* **Goal**: Quote, word for word, every line starting at the line that contains "Exercise. Point out every instance of the flat" and ending with the last line of the records; include both of these lines and no others.

===== Data listing

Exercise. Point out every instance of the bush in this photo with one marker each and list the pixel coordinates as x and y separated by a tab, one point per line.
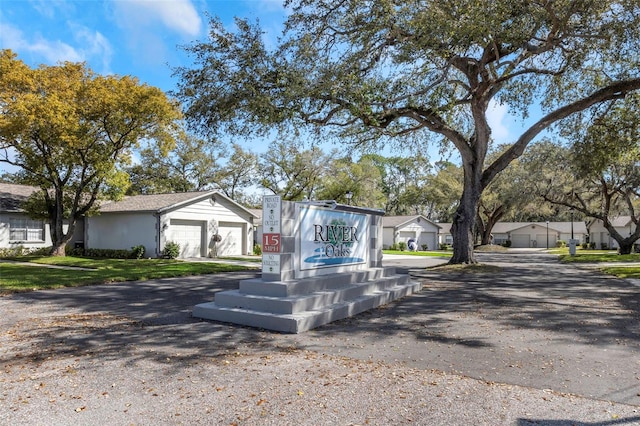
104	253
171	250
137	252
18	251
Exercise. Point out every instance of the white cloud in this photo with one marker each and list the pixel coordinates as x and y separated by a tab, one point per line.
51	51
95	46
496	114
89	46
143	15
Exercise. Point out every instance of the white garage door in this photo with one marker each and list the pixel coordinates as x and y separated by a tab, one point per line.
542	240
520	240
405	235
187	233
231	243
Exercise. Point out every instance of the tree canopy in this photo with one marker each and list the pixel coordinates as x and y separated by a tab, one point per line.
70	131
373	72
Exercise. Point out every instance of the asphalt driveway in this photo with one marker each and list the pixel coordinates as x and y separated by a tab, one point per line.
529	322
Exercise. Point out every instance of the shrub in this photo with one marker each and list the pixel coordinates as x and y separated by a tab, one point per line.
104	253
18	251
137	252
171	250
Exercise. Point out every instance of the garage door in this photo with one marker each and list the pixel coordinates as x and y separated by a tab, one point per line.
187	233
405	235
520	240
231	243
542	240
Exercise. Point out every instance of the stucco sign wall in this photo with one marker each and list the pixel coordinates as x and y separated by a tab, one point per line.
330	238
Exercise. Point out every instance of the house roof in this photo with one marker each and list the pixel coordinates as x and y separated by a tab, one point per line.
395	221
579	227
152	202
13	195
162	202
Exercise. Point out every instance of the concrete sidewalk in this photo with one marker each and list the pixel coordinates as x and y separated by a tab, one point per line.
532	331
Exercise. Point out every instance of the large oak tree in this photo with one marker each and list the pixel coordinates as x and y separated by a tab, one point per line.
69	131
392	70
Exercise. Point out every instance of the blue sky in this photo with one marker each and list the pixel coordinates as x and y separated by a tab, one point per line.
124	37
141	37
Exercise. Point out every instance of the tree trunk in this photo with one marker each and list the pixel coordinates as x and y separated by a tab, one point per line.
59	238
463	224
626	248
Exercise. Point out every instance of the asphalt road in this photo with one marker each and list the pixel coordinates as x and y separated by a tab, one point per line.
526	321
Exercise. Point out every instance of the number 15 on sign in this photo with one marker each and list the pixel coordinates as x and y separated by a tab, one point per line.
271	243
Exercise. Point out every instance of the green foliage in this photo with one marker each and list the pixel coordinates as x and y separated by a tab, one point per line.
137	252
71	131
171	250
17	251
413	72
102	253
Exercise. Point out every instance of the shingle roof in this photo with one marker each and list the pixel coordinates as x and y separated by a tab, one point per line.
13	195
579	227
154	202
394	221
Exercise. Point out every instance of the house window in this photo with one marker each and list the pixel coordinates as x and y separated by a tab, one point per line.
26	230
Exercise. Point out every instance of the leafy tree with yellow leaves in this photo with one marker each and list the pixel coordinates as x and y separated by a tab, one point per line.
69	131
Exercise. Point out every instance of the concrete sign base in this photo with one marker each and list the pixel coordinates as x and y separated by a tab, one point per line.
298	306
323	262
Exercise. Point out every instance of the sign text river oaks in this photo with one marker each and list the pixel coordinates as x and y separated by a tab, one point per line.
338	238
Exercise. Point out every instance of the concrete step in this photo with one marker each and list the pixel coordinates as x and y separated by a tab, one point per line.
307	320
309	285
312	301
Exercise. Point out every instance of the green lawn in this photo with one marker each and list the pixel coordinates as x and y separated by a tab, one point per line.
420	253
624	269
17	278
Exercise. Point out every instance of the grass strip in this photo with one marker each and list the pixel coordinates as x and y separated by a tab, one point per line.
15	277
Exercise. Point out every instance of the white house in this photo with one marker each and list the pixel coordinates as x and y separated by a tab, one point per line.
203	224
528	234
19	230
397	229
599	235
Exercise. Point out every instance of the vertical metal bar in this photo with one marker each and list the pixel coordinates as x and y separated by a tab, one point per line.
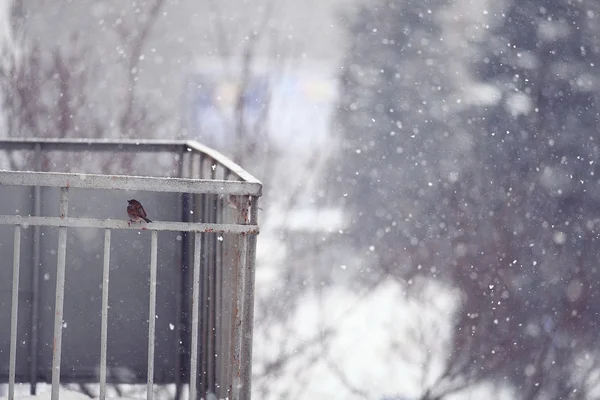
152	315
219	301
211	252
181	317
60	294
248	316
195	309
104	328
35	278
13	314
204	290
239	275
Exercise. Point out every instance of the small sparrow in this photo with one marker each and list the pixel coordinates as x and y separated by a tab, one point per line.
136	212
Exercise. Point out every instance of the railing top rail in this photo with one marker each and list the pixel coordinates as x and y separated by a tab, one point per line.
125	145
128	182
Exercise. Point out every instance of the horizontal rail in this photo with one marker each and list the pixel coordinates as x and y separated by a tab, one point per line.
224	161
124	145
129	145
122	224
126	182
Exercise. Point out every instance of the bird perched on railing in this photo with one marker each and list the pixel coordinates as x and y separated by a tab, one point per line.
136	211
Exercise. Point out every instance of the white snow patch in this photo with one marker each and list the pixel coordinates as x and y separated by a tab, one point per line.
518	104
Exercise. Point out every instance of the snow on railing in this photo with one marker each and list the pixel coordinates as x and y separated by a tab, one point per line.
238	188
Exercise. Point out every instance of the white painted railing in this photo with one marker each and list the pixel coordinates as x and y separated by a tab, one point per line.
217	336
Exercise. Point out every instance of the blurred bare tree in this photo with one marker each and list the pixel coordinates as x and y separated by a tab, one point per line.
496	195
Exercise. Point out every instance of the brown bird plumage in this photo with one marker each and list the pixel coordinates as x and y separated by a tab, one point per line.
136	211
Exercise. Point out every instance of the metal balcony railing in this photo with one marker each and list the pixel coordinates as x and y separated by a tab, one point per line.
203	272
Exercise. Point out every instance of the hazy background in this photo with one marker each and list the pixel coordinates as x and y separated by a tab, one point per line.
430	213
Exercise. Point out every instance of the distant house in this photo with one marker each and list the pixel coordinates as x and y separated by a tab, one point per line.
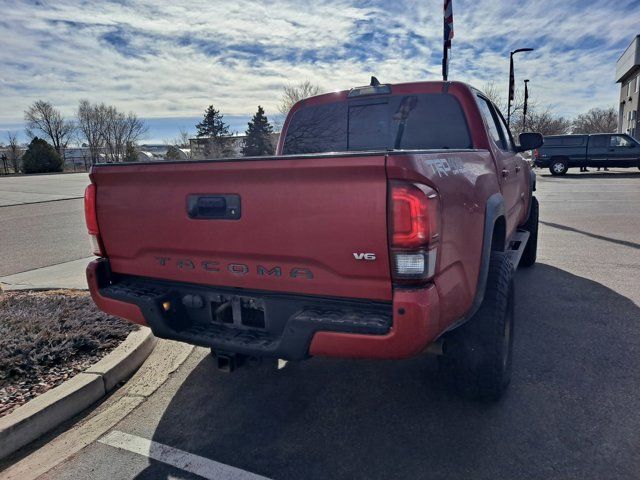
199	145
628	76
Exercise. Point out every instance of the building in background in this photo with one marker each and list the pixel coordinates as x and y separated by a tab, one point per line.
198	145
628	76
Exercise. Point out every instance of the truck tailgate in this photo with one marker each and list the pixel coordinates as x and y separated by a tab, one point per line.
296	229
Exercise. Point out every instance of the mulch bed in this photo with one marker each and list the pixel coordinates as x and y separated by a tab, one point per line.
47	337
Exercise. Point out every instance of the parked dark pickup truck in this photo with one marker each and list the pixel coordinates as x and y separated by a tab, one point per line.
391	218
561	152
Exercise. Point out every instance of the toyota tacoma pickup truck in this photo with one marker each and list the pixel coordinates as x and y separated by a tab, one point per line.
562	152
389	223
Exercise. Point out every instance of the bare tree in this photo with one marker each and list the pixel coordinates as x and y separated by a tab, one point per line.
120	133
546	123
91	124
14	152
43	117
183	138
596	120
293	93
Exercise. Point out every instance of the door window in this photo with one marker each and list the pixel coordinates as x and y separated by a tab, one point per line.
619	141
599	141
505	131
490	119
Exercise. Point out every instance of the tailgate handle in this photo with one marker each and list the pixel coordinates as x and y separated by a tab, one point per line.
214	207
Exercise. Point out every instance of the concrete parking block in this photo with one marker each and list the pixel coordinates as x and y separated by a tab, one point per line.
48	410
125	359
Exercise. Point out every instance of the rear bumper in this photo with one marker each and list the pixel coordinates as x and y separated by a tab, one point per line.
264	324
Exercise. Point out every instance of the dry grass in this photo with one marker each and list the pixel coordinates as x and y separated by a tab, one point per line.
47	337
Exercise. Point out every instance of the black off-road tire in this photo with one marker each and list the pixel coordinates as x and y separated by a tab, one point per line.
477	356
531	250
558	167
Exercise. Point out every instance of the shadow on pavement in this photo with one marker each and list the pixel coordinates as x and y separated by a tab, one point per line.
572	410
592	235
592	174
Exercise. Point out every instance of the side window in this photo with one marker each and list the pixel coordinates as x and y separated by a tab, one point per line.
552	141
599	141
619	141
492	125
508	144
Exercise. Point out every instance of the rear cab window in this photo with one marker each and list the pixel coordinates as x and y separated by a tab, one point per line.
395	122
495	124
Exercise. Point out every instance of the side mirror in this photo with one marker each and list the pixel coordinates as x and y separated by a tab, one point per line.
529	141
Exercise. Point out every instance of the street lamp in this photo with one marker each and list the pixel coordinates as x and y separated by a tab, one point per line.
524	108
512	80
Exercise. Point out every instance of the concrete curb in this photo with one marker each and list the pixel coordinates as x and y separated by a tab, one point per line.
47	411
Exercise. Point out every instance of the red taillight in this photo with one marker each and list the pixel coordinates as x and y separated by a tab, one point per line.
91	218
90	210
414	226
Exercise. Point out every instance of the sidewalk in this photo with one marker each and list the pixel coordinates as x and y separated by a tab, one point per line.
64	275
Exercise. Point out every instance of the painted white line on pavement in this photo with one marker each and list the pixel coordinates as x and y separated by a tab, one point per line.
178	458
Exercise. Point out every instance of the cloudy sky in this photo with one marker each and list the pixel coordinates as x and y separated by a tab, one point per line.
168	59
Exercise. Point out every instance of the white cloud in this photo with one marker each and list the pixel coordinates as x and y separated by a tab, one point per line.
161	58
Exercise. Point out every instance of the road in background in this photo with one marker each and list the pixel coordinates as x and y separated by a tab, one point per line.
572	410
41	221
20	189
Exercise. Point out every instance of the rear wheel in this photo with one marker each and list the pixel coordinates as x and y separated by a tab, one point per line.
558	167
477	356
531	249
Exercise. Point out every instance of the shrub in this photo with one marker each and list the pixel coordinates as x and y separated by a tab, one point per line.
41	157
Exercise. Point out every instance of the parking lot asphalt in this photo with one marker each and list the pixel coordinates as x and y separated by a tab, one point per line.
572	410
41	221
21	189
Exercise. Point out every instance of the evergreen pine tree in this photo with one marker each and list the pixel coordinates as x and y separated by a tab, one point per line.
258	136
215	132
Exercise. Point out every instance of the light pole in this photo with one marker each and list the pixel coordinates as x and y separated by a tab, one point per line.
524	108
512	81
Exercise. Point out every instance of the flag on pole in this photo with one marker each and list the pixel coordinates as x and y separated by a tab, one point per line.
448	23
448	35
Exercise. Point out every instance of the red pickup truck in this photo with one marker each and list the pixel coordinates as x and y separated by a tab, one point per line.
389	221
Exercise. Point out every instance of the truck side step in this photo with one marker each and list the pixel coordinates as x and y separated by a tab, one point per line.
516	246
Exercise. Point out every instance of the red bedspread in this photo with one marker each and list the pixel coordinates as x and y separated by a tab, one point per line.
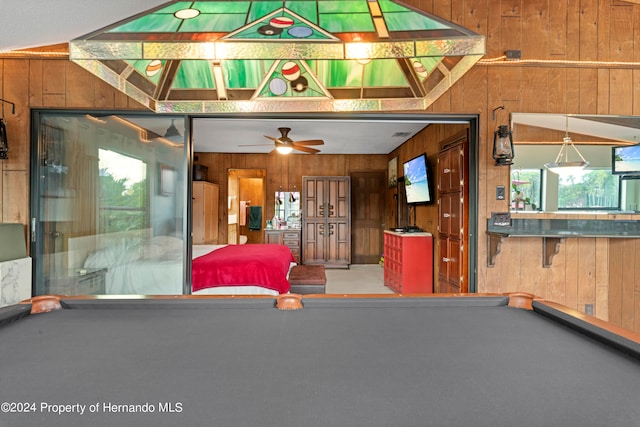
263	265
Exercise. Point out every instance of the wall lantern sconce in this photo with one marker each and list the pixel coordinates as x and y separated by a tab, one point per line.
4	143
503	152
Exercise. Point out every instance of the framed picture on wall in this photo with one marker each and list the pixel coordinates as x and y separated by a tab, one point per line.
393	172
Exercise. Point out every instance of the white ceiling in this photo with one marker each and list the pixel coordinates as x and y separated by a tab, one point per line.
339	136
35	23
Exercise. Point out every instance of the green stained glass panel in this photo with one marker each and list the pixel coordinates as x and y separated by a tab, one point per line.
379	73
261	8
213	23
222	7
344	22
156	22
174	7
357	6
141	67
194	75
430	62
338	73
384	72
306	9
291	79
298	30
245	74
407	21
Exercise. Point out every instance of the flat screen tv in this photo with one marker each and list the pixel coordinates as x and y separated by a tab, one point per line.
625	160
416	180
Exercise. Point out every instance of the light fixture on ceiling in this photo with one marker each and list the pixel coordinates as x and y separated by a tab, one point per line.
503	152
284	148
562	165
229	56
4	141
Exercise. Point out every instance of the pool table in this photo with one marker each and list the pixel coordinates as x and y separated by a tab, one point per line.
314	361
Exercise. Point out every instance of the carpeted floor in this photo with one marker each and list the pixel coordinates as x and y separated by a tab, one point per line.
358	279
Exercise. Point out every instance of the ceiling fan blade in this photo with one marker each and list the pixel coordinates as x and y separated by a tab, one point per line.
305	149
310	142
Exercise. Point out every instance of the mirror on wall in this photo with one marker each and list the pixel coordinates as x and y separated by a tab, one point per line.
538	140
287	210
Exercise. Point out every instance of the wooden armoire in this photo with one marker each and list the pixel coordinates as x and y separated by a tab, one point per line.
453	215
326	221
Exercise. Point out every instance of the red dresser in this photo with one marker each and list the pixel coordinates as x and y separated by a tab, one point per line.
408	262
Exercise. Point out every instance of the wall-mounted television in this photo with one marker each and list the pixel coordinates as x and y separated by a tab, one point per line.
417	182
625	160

==========

* **The reply**:
Exercise. Point out every instance of the flat screen tv in this photo with one marker each and list the pixel coordinates as x and y separated by a tab, one point per line.
625	160
416	180
Exercise. Point out every instance of the light fixture on ceiling in this photo with one marker each and list the pixel coordinates as x and y separated by a tab, one point per line.
503	152
284	148
562	165
229	56
4	141
Exercise. Point out every instance of the pool table in this photo with one marker each and list the pixel coordinates as x and y separated by a tab, one point per line.
314	361
Exercise. Point out every instance of the carpeted floor in this photo with one marker each and list the pixel coordinates as x and y separated by a tab, one point per line.
358	279
Exercise. Point out every instance of the ceiling fan blade in this photo with one marker each and list the pixel coordinates as x and y separated by a tab, one point per line.
305	149
310	142
Exercise. Point out every instance of the mirror on wall in this photo with one marker each and list the pixel coordinates as x and y separated by a tab, one point per line.
538	140
287	210
Exercise. Point out every instance of the wooden armoire in this photo with one marker each and list the pixel coordinates as x and y separated by a tab, one point per line.
453	215
326	221
Exercise. Point out every instance of the red dresser in this photo with one marker each and list the pixel coordinates as x and y separated by a tab, one point per line.
408	262
Exercise. Point out every instance of the wall-mounted television in this photo with one marker each and list the pixel coordinates as x and y separated by a tab, one point per line.
417	182
625	160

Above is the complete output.